[Exercise aim] Transcribe the records below line by line, exactly as they read.

——————

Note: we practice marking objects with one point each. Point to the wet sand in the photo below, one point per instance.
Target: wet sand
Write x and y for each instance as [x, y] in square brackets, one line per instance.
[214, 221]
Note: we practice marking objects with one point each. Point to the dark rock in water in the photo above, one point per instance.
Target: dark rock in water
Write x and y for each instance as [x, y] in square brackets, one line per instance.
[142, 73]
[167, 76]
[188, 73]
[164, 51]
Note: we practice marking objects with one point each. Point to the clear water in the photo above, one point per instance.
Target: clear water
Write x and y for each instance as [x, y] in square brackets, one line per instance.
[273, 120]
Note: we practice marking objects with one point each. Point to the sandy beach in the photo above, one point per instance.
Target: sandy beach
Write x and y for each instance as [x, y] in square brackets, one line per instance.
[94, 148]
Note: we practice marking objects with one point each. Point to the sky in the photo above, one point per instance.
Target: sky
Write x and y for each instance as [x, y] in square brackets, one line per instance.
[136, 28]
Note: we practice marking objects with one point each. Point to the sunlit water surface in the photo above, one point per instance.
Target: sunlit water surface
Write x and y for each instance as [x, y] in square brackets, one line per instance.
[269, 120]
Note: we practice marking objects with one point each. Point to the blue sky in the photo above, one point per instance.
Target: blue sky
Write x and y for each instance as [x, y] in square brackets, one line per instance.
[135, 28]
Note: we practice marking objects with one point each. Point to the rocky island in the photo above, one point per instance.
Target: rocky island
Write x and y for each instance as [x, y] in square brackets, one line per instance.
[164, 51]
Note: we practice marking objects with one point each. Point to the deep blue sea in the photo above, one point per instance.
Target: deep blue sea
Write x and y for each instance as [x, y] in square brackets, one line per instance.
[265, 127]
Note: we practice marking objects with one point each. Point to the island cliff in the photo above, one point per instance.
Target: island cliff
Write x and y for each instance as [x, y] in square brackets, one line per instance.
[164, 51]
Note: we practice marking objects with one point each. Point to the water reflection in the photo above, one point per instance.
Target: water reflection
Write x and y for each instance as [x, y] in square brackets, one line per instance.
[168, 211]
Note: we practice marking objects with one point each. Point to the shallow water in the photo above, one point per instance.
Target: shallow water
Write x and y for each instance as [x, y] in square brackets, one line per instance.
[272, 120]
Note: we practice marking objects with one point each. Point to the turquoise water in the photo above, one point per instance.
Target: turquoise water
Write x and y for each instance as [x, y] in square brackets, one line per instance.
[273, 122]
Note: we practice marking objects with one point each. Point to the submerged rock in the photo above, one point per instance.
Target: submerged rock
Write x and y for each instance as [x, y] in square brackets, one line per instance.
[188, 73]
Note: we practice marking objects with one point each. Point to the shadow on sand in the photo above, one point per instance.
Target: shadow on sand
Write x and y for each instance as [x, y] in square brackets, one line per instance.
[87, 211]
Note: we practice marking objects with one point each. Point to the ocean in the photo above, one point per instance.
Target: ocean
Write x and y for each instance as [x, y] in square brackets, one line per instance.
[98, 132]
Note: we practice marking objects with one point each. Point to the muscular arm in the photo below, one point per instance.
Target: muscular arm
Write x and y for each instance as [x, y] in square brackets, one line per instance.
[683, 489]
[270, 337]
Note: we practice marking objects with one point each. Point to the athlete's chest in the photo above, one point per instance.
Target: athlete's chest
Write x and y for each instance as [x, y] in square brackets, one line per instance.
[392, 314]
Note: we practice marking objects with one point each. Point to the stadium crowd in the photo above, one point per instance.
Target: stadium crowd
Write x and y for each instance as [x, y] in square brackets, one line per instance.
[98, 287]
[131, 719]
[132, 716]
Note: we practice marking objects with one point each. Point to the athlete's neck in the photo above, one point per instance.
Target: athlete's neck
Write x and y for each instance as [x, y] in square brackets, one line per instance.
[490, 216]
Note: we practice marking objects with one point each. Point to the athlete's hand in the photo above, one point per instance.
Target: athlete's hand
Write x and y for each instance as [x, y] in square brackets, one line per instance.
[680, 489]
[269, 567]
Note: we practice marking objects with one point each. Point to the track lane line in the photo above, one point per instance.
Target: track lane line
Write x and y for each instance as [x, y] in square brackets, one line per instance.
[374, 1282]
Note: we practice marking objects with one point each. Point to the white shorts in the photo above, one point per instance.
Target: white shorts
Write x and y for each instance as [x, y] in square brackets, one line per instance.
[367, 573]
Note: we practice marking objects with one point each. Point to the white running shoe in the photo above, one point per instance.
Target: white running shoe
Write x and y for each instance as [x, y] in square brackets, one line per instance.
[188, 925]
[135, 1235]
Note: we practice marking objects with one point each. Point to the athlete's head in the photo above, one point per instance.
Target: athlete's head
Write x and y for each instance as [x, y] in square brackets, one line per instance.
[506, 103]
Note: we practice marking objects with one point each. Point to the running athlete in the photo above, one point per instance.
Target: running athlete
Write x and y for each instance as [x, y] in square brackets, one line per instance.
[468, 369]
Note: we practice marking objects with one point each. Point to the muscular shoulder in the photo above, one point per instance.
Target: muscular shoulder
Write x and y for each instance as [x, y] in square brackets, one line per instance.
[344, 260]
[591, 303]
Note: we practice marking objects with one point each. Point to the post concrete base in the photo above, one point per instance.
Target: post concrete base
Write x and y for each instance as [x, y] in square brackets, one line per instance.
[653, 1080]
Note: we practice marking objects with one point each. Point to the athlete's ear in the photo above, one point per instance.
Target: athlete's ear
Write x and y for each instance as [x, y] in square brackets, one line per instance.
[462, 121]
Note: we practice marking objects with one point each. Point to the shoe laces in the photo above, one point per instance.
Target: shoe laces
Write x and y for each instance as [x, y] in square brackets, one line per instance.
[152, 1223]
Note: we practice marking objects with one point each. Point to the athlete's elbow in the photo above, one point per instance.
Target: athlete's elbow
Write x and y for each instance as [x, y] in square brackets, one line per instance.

——————

[The answer]
Note: we practice marking objects with one point each. Point to the wet sand in the photo below, one point per instance.
Target: wet sand
Write x and y for each instance as [x, y] in square brackets, one line per instance.
[214, 221]
Note: we practice marking objects with one point each. Point to the dark rock in water in the photo above, one point per instance.
Target: dark rock in water
Write x and y for each instance as [x, y] in square brackets, one line per instance.
[142, 73]
[167, 76]
[188, 73]
[164, 51]
Note: we practice marking objects with one point each. Point to the clear water in the photo above, one point per instance.
Target: clear water
Write x and y for each instance as [x, y] in square brackets, one line per instance.
[273, 120]
Note: we practice marking objects with one point each. Point to the sandy beach in the photo above, one point per instance.
Target: sandy beach
Write x and y for each instance as [x, y] in square brackets, one line per instance.
[94, 148]
Note: we practice marking objects with one point each. Point to the sky in the photo above, one point per instance.
Target: sky
Write x and y for each instance as [x, y] in square brackets, one line per instance.
[136, 28]
Note: we practice marking objects with one point each. Point to the sunlit water surface in the photo above, one point per instance.
Target: sunlit water surface
Write x and y for each instance as [x, y] in square brackets, one line per instance.
[269, 120]
Note: we practice marking objects with one point each. Point to the blue sky in the photo above, one point per instance.
Target: blue sky
Write x and y for each instance as [x, y] in square brackets, one line per instance.
[135, 28]
Note: we practice marking objects with one point each. Point to the rocky island in the photo above, one point per instance.
Target: rocky island
Write x and y for each instance as [x, y] in square brackets, one line per instance.
[164, 51]
Note: we practice marking objects with one point each. Point to the deep blue sea in the photo above, one point per instance.
Target: deep blue sea
Write x and y for each instance as [x, y] in square brackets, one line per instance.
[265, 127]
Note: we practice marking objects with one point each. Point to the island cliff in the photo above, one point per instance.
Target: island cliff
Write x and y for each instance as [x, y] in square brackets, one line per instance.
[164, 51]
Note: we practice marking objects with one point each. Point to the water reflection in the photo above, one point per instance.
Target: water reflection
Write x and y for each instance as [x, y] in square brackets, one line per instance.
[168, 211]
Note: we practice marking objects with one point each. Point to the shallow water in the photo above, one point per instance.
Target: shallow water
Write x and y for each instance as [x, y] in square brackets, one line per instance.
[272, 120]
Note: we practice marking objects with one point each. Point to the turquoise water in the photo above, one point per instance.
Target: turquoise water
Write x and y for each instance as [x, y] in square brackets, one line per instance.
[273, 122]
Note: we practice marking objects with one point each. Point to the submerged rock in the photo above, one point per instance.
Target: submerged rock
Write x and y for each instance as [x, y] in square brackets, one line per instance.
[188, 73]
Note: we practice marking objects with one point each. Point to the shadow on sand in the photo above, one point per instance.
Target: shadow on sand
Write x and y for each instance as [x, y] in square brackets, one line per instance.
[87, 211]
Note: we practice marking objects with one point each. Point to the ocean in the photo above, one point per instance.
Target: ocean
Write x and y for each instance as [x, y] in square brackets, one line per instance.
[98, 132]
Note: we practice marking objects with one point each. Point to the muscular arm in the photo below, one point per instance.
Target: muscular arm
Write x and y for each instance as [x, y] in square brackets, one line per instance.
[683, 489]
[270, 337]
Note: we practice marking objects with one point each. Point to the athlete's chest in the photo above, one point per instance.
Target: athlete's chest
Write x and y for each instance as [x, y] in square brackets, one line per instance.
[392, 314]
Note: we practice marking objects with one point each. Point to the stadium crowd in the photo above, one point per instance.
Target: stadium crowd
Write x and y for each instance as [x, y] in square brackets, one line per instance.
[98, 287]
[131, 719]
[132, 716]
Note: we practice marking objects with one point each. Point to the athlete's neck in the photo above, one point per instance.
Target: athlete's neck
Write x and y for each instance as [x, y] in square brackets, one line per instance.
[490, 216]
Note: we practice marking objects with one point each. Point to the athlete's hand in the photo above, one point per instance.
Target: athlete's hand
Write x and y for each instance as [x, y] in square brackets, one line per instance.
[680, 489]
[269, 567]
Note: we practice marking objects with one point each. Point to the track lane line in the photo above, one point per instance.
Target: track lane line
Write x and y for each instance as [x, y] in square brackets, one line per instance.
[374, 1282]
Note: we practice marking objects with one point each. Point to the white shorts in the photo above, one point per instance.
Target: white shorts
Write x and y for each instance as [x, y] in square brackets, one line per instance.
[367, 573]
Note: we practice marking objects with one point each. Point to the white running shoe in the photo above, one point per instance.
Target: white running shoe
Write x and y for each instance as [x, y] in square brackets, one line per instance.
[188, 925]
[135, 1235]
Note: we practice marking objects with one point each. Point to the athlete's head in the photo above, one point per instance.
Target: athlete's head
Write x and y for each instance as [x, y] in square brackets, one line per instance.
[506, 103]
Note: we practice marking objects with one point each. Point to the running athlete in the photo above, one point per instance.
Target: running athlete
Write x and y for each instance as [x, y] in square brackets, one line per instance.
[468, 369]
Note: we practice marking objects with one point each. Point to the muscular shoulder in the photo above, one point per instance.
Target: muscular shoulder
Write x and y for each instance as [x, y] in square brackets, one line per instance.
[344, 260]
[591, 303]
Note: we practice marking objects with one point each. Point to the post concrete base in the photo above, one point per instance.
Target: post concrete base
Write x and y for each instance as [x, y] in square brackets, one line per instance.
[653, 1080]
Note: we practice marking objects with one point each. Point to the athlete's ear in the photo above, one point per instance.
Target: athlete's ear
Write x and y for each instance as [x, y] in square brackets, one line per instance.
[462, 121]
Note: we practice marking objects with one point each. Point to the shoe laces in the photo above, one point per instance.
Target: shoe laces
Write x and y for each instance as [x, y] in square brackets, one line per instance.
[152, 1223]
Note: we practice marking objects with one point each. Point to the athlete's elbow in the photo above, one point per instance.
Target: athlete's elbow
Write x and y for each instance as [x, y] in square brackets, one line per instance.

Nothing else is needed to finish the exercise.